Dataset excerpts
•••
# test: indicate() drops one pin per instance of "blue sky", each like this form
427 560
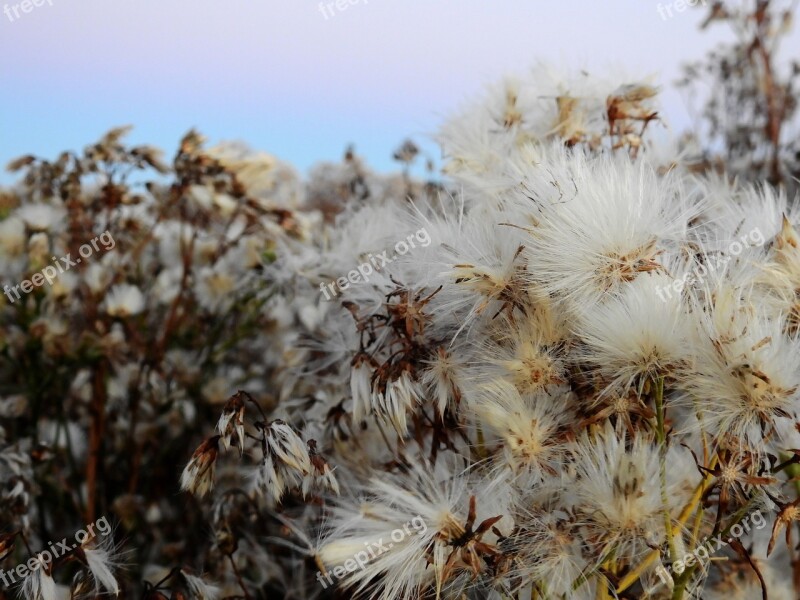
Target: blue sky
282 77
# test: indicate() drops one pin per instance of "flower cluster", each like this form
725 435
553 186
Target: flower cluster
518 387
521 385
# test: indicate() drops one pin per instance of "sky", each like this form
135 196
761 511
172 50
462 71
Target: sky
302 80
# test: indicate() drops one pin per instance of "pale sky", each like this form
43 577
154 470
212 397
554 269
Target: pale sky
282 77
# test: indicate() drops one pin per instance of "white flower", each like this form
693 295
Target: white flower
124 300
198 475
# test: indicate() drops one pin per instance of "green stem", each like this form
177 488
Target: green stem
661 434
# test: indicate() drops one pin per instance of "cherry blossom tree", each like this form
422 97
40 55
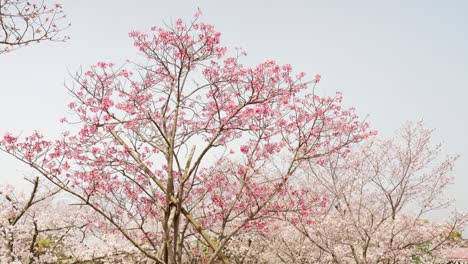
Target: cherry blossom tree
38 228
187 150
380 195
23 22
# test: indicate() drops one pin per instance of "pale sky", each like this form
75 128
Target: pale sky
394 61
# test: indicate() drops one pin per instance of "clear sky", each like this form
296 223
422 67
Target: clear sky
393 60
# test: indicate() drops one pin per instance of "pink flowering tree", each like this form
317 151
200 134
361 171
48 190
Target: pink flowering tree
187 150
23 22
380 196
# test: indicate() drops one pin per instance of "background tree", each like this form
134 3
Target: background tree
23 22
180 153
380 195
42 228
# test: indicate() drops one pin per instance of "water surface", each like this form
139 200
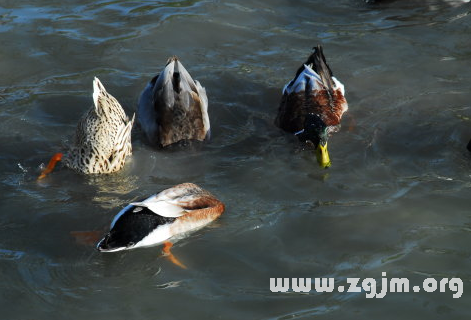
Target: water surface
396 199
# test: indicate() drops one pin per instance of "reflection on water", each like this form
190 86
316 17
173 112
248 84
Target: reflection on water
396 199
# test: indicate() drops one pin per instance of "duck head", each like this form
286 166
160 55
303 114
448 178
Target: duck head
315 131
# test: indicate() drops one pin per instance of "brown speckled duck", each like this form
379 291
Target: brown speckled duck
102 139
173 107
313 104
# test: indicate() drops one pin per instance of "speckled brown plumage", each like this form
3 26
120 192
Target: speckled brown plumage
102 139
•••
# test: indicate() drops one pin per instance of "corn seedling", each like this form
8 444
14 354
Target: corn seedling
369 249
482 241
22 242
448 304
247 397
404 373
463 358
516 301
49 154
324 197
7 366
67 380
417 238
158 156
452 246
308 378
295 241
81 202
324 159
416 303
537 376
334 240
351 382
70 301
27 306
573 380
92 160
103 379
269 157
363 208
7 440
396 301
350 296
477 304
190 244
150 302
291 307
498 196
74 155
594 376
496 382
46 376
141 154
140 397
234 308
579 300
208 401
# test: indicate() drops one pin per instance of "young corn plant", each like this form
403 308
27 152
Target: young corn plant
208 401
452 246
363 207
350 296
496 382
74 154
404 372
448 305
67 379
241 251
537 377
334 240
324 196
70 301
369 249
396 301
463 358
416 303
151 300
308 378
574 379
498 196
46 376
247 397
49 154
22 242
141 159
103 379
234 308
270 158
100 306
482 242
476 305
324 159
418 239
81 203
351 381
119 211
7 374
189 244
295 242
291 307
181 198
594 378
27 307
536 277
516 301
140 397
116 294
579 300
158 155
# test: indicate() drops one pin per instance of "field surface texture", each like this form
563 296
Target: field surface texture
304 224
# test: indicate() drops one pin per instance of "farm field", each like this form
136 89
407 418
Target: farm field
•••
Exercise
A bare number is expected: how many lines above contain the word "farm"?

Result of the task
2